The Liberation of a Midlife Mind
Forty arrived for me this year in dramatic fashion, bringing with it an unanticipated synthesis of experience in which I found my conventional beliefs to be wonderfully irrelevant. Suddenly, I see beyond the limits of all the ideals I so long held as true – for myself, in my relationships, for the world in which I live.
During the thirty-something gestational period of my newly birthed midlife maturity, I experienced suffering and pleasure in profound measure. People I loved died; some tragically. I struggled, and grew, in marriage, and in my personal faith; I fulfilled a lifelong dream and enrolled in college. My body is changing; I learned to live through injury and effect healing. I gained heightened confidence in my abilities, and achieved many things I once believed unattainable.
I suspect a benevolent universal conspiracy is at work, moving me through these events in succinct order so that unimaginable suffering is somehow transformed into overwhelming joy. But the unexpected prize is the constant turning over of my beliefs, an extraordinary evolution of what I think and know, and the humbling realization that I get it wrong, too; that my beliefs, based as they are on events, exchanges, ponderings, and external influence, don’t necessarily reflect the truth.
For instance, I long believed that my body’s autonomous functioning required little conscious attention, and would perpetually maintain itself. I also believed that its other than supermodel countenance was a flaw that somehow diminished my self-worth. The truth, of course, is that my human body is a biological wonder, constantly interacting with the world around me. Indeed greatly autonomous, my body optimally functions with loving care and conscious attention to its processes and needs. The anatomical miracle that is my body doesn’t rely on a socially constructed aesthetic for its worth – the truth is, my body’s value is inherent in its creation.

Dataset extract:
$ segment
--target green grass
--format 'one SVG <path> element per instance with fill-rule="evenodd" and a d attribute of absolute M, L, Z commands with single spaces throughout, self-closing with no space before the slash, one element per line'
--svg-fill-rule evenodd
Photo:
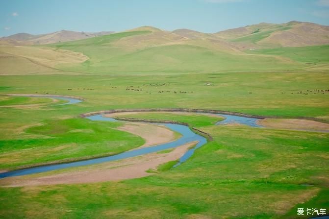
==
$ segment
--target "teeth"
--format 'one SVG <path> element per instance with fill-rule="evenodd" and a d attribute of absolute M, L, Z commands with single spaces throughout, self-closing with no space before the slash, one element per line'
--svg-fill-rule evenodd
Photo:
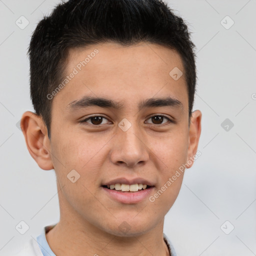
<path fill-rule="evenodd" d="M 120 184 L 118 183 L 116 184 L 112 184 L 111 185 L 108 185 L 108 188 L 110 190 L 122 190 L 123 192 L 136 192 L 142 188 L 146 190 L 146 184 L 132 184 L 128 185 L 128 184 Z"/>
---
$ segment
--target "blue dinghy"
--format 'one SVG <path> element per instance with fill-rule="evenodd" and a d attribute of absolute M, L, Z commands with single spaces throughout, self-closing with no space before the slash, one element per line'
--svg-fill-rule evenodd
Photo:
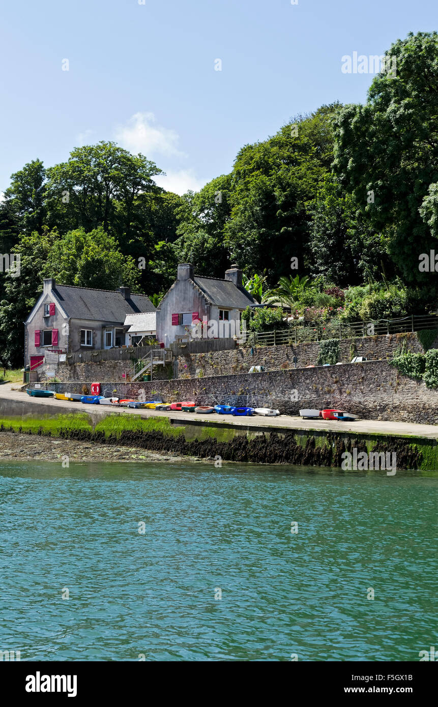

Problem to work on: Print everything in the midlife essay from "The Liberation of" down to "once believed unattainable.", word for word. The items have no connection to the essay on turning forty.

Task answer:
The Liberation of a Midlife Mind
Forty arrived for me this year in dramatic fashion, bringing with it an unanticipated synthesis of experience in which I found my conventional beliefs to be wonderfully irrelevant. Suddenly, I see beyond the limits of all the ideals I so long held as true – for myself, in my relationships, for the world in which I live.
During the thirty-something gestational period of my newly birthed midlife maturity, I experienced suffering and pleasure in profound measure. People I loved died; some tragically. I struggled, and grew, in marriage, and in my personal faith; I fulfilled a lifelong dream and enrolled in college. My body is changing; I learned to live through injury and effect healing. I gained heightened confidence in my abilities, and achieved many things I once believed unattainable.